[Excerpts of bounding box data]
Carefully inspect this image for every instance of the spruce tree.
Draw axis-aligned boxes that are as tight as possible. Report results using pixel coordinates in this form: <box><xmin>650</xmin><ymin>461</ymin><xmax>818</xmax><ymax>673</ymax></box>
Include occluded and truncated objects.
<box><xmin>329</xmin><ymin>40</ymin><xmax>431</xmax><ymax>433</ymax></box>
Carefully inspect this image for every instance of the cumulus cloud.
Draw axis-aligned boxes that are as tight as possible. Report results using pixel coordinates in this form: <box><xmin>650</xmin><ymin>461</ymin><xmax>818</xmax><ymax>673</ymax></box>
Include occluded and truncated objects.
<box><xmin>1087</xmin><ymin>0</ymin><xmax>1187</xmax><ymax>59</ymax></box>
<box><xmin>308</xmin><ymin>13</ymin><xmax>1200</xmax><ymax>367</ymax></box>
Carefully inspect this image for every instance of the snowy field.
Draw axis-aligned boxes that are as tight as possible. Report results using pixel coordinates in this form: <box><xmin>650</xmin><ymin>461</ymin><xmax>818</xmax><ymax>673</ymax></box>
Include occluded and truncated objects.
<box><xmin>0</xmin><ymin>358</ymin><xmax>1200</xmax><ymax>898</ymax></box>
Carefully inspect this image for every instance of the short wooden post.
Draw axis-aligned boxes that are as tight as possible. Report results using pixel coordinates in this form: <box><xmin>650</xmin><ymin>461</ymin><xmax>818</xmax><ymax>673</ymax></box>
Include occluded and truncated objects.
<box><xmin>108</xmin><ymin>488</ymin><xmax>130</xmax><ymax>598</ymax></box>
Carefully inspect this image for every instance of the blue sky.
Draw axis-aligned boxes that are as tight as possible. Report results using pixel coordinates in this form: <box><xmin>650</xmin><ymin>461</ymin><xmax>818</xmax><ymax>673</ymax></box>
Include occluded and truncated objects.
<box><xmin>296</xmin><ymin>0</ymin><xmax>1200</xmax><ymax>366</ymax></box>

# [TASK OBJECTIVE]
Change "Carefully inspect" to "Closely examine" everywhere in the listing, and write out all the lines again with nothing else altered.

# [RESPONSE TO THIS EXERCISE]
Closely examine this image for every instance of the spruce tree.
Draw axis-aligned boxes that are as tight as possible. Report results using pixel coordinates in this form: <box><xmin>650</xmin><ymin>461</ymin><xmax>818</xmax><ymax>673</ymax></box>
Include occluded and truncated objects.
<box><xmin>329</xmin><ymin>40</ymin><xmax>431</xmax><ymax>433</ymax></box>
Closely examine this image for every instance of the cumulus cloud.
Draw axis-aligned boxes that are as tight as possible. Report results using pixel coordinates in this form: <box><xmin>650</xmin><ymin>461</ymin><xmax>818</xmax><ymax>673</ymax></box>
Include occluded and truncated objects.
<box><xmin>1087</xmin><ymin>0</ymin><xmax>1187</xmax><ymax>59</ymax></box>
<box><xmin>308</xmin><ymin>13</ymin><xmax>1200</xmax><ymax>367</ymax></box>
Closely examine this image for every instance of the snowy field.
Draw axis-aligned boxes that are as tight as possible. Report results using pixel coordinates in this form: <box><xmin>650</xmin><ymin>461</ymin><xmax>818</xmax><ymax>673</ymax></box>
Include occluded and truncated objects.
<box><xmin>0</xmin><ymin>358</ymin><xmax>1200</xmax><ymax>898</ymax></box>
Closely examine this image for every instance of the short wooden post.
Draw axis-aligned boxes that are as tight as possible. Report results using pixel coordinates in this form: <box><xmin>650</xmin><ymin>461</ymin><xmax>818</xmax><ymax>673</ymax></box>
Include occluded and truncated objects.
<box><xmin>108</xmin><ymin>488</ymin><xmax>130</xmax><ymax>598</ymax></box>
Closely examine this image for every instance of the blue sky.
Draw axis-aligned boxes that are as tight as possible. Report results using pixel coordinates in this form: <box><xmin>650</xmin><ymin>461</ymin><xmax>818</xmax><ymax>673</ymax></box>
Include occluded and truncated objects.
<box><xmin>296</xmin><ymin>0</ymin><xmax>1200</xmax><ymax>366</ymax></box>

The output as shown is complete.